> **Goal of the exercise**:
Take the line with "Each instance receives exactly one keypoint. Tag the truck side" as the first and the last line of the data as the end. Write out both and every line between exactly, except pictures.

Image-grounded pointing data:
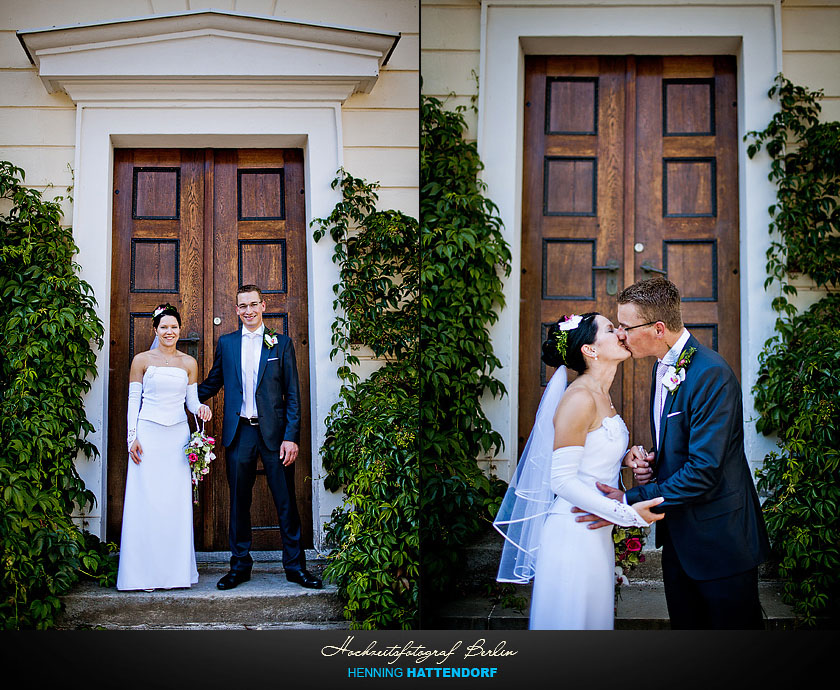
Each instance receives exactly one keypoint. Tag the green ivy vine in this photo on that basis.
(464, 260)
(49, 334)
(797, 392)
(370, 449)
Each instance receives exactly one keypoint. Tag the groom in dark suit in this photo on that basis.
(713, 536)
(261, 418)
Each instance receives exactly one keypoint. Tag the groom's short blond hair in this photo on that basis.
(656, 299)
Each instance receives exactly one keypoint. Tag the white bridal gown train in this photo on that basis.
(574, 582)
(157, 549)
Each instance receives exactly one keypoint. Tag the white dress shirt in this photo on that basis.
(251, 343)
(669, 359)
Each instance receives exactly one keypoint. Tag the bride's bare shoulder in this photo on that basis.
(577, 404)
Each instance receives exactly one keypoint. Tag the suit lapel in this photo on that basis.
(663, 422)
(237, 353)
(670, 397)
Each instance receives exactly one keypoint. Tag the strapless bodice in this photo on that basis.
(164, 393)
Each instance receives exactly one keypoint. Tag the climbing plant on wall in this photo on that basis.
(797, 393)
(464, 260)
(370, 450)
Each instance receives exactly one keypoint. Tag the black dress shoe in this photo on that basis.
(232, 579)
(304, 578)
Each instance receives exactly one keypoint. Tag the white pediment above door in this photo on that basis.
(209, 48)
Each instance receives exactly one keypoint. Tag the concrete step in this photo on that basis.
(266, 601)
(641, 606)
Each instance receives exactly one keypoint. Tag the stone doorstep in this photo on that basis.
(641, 606)
(266, 601)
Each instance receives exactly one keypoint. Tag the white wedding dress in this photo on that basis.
(157, 549)
(574, 581)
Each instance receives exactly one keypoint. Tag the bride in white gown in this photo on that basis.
(156, 546)
(577, 440)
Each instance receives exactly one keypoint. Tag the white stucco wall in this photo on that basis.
(56, 136)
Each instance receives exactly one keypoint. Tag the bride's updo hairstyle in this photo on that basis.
(165, 310)
(556, 352)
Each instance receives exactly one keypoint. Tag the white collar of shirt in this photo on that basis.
(670, 357)
(253, 334)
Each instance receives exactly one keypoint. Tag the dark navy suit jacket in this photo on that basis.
(712, 512)
(277, 391)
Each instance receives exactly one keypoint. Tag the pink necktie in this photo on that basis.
(249, 376)
(658, 398)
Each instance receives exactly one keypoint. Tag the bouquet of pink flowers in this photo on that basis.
(199, 452)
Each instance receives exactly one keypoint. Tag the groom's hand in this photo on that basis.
(641, 462)
(288, 452)
(597, 522)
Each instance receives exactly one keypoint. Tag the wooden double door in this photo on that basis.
(189, 227)
(630, 171)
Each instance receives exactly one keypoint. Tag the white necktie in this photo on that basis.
(249, 375)
(661, 368)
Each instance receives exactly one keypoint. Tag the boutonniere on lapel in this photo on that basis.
(675, 374)
(270, 338)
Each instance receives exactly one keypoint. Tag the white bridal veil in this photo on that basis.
(529, 496)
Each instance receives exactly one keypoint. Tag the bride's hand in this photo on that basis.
(204, 413)
(643, 509)
(641, 461)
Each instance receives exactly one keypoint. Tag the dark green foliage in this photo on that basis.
(371, 443)
(464, 257)
(805, 163)
(797, 393)
(48, 332)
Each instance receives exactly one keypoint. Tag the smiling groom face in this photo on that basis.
(250, 307)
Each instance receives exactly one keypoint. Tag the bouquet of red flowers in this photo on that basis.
(199, 452)
(628, 550)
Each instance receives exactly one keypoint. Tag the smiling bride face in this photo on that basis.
(168, 330)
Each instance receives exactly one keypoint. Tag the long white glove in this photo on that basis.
(566, 483)
(135, 394)
(192, 398)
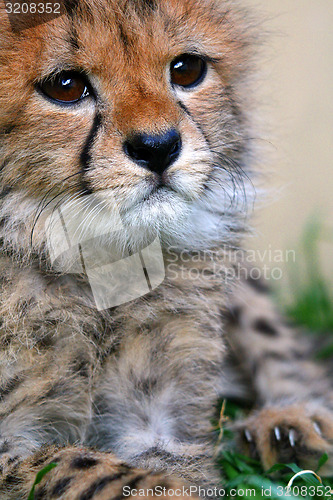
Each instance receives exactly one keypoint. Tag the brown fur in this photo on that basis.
(138, 381)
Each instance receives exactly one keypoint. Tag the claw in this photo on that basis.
(292, 438)
(317, 428)
(277, 433)
(248, 435)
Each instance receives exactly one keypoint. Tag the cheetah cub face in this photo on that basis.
(135, 101)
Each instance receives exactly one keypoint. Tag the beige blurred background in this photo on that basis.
(296, 86)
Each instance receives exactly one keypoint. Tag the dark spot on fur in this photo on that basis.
(146, 386)
(10, 386)
(41, 493)
(12, 479)
(99, 485)
(71, 6)
(273, 355)
(84, 462)
(262, 325)
(135, 481)
(4, 448)
(81, 366)
(61, 487)
(232, 315)
(258, 285)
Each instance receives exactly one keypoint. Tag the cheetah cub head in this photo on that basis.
(134, 104)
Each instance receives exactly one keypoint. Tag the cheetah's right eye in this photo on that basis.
(66, 87)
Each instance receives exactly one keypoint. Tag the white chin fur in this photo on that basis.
(202, 224)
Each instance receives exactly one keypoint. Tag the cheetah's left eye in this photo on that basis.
(67, 87)
(188, 70)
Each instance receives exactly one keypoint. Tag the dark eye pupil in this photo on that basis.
(67, 87)
(188, 70)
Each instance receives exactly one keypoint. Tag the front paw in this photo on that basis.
(297, 433)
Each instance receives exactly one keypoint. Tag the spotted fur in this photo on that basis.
(125, 396)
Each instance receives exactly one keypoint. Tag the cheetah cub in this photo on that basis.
(126, 161)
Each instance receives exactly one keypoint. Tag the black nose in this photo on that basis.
(155, 152)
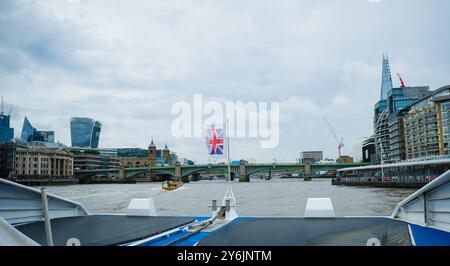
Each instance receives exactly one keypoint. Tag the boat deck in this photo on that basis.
(310, 232)
(102, 230)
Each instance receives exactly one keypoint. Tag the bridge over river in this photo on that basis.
(243, 170)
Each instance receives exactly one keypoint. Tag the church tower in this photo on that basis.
(152, 154)
(166, 154)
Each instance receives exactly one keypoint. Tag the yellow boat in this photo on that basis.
(172, 185)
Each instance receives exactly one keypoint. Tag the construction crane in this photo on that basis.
(340, 143)
(402, 83)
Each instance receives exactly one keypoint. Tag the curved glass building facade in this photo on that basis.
(85, 132)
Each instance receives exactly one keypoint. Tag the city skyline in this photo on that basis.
(80, 62)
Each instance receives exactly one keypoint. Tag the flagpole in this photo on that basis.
(228, 152)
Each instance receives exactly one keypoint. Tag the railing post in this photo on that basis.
(48, 226)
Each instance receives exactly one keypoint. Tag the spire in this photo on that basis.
(386, 79)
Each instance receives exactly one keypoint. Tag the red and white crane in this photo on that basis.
(402, 83)
(340, 143)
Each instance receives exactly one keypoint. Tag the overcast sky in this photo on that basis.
(125, 63)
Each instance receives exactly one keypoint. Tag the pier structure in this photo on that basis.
(408, 174)
(243, 170)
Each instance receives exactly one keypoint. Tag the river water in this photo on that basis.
(277, 197)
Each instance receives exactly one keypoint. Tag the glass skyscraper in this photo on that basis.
(29, 133)
(85, 132)
(6, 132)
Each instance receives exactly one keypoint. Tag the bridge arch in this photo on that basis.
(287, 169)
(194, 171)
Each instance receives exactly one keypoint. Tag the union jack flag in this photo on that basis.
(215, 141)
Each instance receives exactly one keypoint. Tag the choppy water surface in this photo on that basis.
(278, 197)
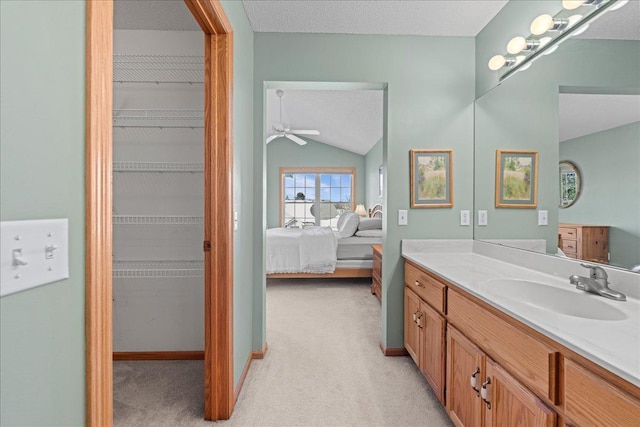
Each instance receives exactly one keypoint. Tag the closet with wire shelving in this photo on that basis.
(158, 191)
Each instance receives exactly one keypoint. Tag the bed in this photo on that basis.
(310, 253)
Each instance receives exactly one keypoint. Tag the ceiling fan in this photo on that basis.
(281, 131)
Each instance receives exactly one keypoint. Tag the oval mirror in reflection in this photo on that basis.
(569, 183)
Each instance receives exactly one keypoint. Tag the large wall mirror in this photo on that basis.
(580, 104)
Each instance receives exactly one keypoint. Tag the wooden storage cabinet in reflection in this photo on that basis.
(376, 273)
(586, 242)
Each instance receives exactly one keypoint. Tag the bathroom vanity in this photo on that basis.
(502, 342)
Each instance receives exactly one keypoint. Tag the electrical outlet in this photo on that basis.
(543, 217)
(483, 218)
(402, 217)
(465, 218)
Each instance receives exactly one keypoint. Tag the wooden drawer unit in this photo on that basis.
(532, 362)
(430, 289)
(586, 242)
(590, 400)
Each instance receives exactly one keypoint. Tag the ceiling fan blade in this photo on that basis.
(295, 139)
(305, 132)
(272, 137)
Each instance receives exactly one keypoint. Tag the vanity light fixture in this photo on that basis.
(548, 31)
(518, 44)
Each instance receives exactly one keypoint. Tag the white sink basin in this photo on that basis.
(550, 298)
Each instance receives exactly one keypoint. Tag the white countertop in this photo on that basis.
(612, 344)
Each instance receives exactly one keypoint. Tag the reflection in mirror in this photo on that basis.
(546, 109)
(569, 183)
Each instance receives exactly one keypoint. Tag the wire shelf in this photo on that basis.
(157, 167)
(161, 119)
(157, 220)
(158, 269)
(158, 69)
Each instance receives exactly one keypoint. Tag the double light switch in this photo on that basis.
(33, 253)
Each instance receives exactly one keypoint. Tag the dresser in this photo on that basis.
(585, 242)
(376, 273)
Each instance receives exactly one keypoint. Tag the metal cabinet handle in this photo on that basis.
(484, 393)
(473, 379)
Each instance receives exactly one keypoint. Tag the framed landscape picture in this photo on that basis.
(431, 178)
(516, 179)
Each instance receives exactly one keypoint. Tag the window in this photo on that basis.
(315, 196)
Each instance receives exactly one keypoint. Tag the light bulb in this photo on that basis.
(572, 4)
(497, 62)
(516, 45)
(618, 4)
(541, 24)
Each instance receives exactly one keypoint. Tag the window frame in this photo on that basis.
(316, 170)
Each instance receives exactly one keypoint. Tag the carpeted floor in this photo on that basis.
(324, 367)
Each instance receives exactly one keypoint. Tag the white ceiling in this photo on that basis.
(582, 114)
(425, 18)
(356, 124)
(347, 119)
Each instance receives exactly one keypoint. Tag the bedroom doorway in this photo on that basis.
(218, 218)
(324, 156)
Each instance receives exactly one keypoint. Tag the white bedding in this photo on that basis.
(309, 250)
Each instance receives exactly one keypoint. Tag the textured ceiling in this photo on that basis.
(170, 15)
(428, 18)
(582, 114)
(347, 119)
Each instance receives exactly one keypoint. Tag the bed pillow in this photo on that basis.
(369, 233)
(348, 224)
(370, 224)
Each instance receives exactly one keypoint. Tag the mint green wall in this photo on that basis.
(243, 192)
(285, 153)
(42, 176)
(429, 104)
(609, 195)
(372, 162)
(522, 113)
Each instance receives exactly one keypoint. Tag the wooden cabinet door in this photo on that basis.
(508, 403)
(432, 360)
(463, 360)
(411, 329)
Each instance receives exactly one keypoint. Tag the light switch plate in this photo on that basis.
(483, 218)
(402, 217)
(543, 217)
(33, 253)
(465, 217)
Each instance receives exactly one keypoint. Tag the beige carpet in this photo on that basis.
(323, 368)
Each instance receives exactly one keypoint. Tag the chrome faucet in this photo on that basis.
(597, 283)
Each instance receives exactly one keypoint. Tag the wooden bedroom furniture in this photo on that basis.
(376, 273)
(586, 242)
(501, 372)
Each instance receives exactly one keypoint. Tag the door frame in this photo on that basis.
(218, 217)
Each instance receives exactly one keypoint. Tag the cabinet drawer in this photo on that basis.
(567, 233)
(590, 400)
(530, 361)
(427, 287)
(569, 246)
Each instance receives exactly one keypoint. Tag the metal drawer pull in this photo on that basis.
(473, 380)
(484, 393)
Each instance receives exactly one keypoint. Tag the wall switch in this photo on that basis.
(483, 218)
(465, 218)
(543, 217)
(402, 217)
(33, 253)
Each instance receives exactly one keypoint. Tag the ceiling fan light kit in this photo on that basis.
(281, 131)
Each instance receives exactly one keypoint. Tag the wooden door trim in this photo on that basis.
(98, 200)
(219, 390)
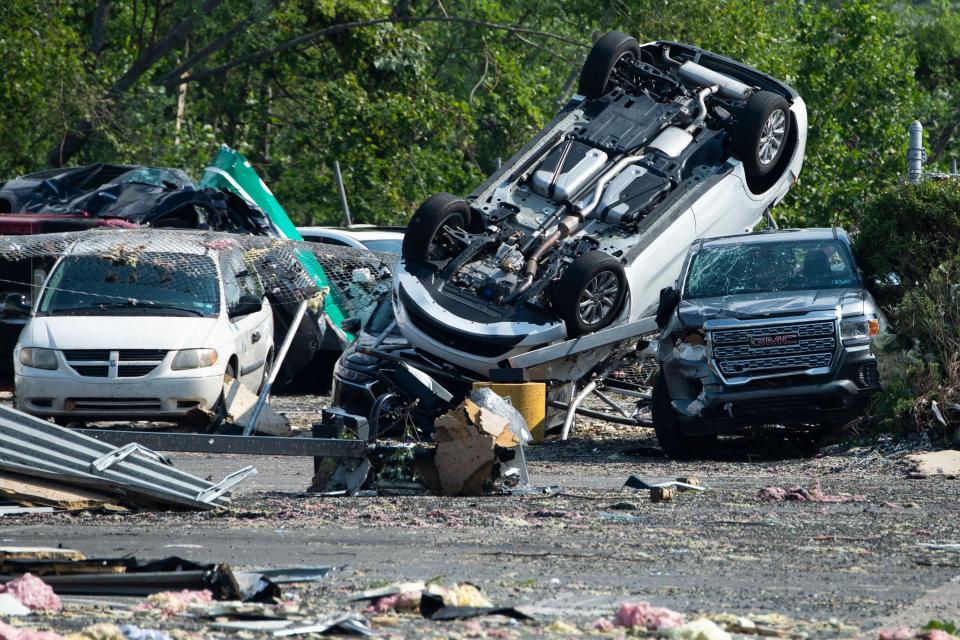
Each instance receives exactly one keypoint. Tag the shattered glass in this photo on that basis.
(761, 267)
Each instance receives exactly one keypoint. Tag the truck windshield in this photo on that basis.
(761, 267)
(143, 283)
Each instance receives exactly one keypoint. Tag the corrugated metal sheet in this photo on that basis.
(32, 446)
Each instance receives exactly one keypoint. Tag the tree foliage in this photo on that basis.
(417, 96)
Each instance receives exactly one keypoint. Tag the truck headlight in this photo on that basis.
(194, 359)
(39, 358)
(859, 328)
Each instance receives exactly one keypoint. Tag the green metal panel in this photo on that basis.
(230, 170)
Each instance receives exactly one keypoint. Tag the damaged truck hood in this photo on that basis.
(694, 312)
(114, 332)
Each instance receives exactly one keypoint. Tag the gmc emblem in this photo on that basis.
(774, 341)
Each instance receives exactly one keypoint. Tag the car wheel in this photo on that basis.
(603, 58)
(590, 293)
(425, 239)
(762, 132)
(666, 424)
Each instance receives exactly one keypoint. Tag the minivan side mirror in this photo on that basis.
(669, 299)
(351, 325)
(247, 304)
(16, 305)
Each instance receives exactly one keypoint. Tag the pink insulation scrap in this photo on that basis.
(13, 633)
(642, 614)
(33, 593)
(801, 494)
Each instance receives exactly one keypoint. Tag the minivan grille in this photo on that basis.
(129, 363)
(774, 350)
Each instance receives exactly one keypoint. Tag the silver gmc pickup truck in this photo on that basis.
(769, 328)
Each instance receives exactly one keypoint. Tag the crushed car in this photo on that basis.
(664, 143)
(769, 328)
(147, 326)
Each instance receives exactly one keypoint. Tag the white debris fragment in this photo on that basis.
(690, 352)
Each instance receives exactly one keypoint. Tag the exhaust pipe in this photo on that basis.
(701, 76)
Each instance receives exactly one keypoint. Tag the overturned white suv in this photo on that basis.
(663, 144)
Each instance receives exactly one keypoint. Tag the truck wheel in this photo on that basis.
(761, 133)
(424, 239)
(601, 61)
(666, 424)
(590, 293)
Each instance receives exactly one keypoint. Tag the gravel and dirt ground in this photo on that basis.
(842, 568)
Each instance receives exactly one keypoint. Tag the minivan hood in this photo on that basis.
(118, 332)
(694, 312)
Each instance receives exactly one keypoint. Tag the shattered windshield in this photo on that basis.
(761, 267)
(145, 283)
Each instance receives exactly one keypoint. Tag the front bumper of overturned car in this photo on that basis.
(475, 346)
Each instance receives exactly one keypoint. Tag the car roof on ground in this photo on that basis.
(778, 235)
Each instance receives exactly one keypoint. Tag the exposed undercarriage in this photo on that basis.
(549, 235)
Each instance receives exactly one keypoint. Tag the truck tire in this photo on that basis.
(762, 132)
(590, 293)
(666, 424)
(439, 210)
(603, 57)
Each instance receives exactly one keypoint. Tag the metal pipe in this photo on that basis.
(278, 362)
(915, 153)
(572, 409)
(701, 96)
(343, 194)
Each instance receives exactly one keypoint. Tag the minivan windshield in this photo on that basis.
(761, 267)
(144, 283)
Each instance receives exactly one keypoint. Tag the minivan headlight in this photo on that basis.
(859, 328)
(194, 359)
(39, 358)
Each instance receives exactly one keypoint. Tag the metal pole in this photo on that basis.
(278, 362)
(915, 154)
(343, 194)
(572, 409)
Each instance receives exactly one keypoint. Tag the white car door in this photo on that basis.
(658, 264)
(727, 209)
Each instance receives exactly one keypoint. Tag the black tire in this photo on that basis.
(666, 424)
(603, 57)
(438, 211)
(753, 142)
(593, 277)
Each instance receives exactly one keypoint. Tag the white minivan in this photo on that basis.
(121, 333)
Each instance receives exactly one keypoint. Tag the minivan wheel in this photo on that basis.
(590, 293)
(666, 424)
(603, 58)
(762, 132)
(425, 239)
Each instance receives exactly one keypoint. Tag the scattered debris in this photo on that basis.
(943, 463)
(137, 476)
(802, 494)
(635, 615)
(33, 593)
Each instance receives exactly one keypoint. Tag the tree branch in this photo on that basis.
(359, 24)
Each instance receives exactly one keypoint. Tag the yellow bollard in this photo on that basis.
(529, 398)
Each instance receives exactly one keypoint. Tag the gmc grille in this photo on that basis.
(758, 352)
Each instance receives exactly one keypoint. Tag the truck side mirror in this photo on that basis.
(16, 305)
(669, 299)
(351, 325)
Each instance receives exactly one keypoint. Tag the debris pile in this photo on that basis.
(41, 463)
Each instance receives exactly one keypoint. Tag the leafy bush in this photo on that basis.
(912, 231)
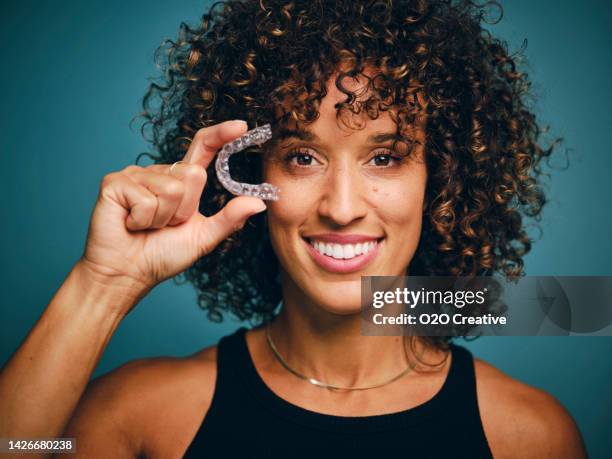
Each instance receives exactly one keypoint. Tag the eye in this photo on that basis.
(300, 158)
(385, 158)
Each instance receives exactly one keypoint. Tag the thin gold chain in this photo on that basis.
(318, 383)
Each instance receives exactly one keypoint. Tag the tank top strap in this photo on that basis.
(465, 403)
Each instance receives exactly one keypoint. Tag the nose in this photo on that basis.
(342, 197)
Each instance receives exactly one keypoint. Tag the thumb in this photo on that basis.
(231, 218)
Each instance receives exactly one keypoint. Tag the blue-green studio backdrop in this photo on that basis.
(73, 74)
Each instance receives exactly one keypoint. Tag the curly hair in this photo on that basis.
(247, 58)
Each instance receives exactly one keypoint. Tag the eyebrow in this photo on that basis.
(307, 136)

> **Answer to the exercise**:
Each instance receives exactly one keypoint. Tag the truck side mirror in this photo on that basis.
(16, 305)
(669, 299)
(351, 325)
Each instance receives exactly one keypoint. Tag the debris pile in this photo on that basis.
(41, 463)
Each instance receives exactly one keypoint. Tag the leafy bush in this photo on that basis.
(912, 231)
Each instance receives exactly one keypoint. Tag the eye in this photo on that basis.
(300, 158)
(385, 158)
Each instance receives exactly one keypoint. Tag the thin gold chain in this photo on that basis.
(318, 383)
Each instance receives exactly one keypoint. Tag the tank top strap in this photo on that basis.
(465, 403)
Each instance receives exactly one keypoint. Tag the nose in this photo on that basis.
(342, 197)
Each instance receives exactly one keypoint. Tag the thumb in this photo on that basis.
(231, 218)
Each instance receives exactly one keypoint. Tag the blue-green studio backdrop in this photo on that basis.
(73, 74)
Each instance receives exactly one keypoint. Tag the curly hair in this photo on that basis.
(247, 58)
Each instance receives exactly one keypoint. Tag the eyebrow in this photo on that basis.
(307, 136)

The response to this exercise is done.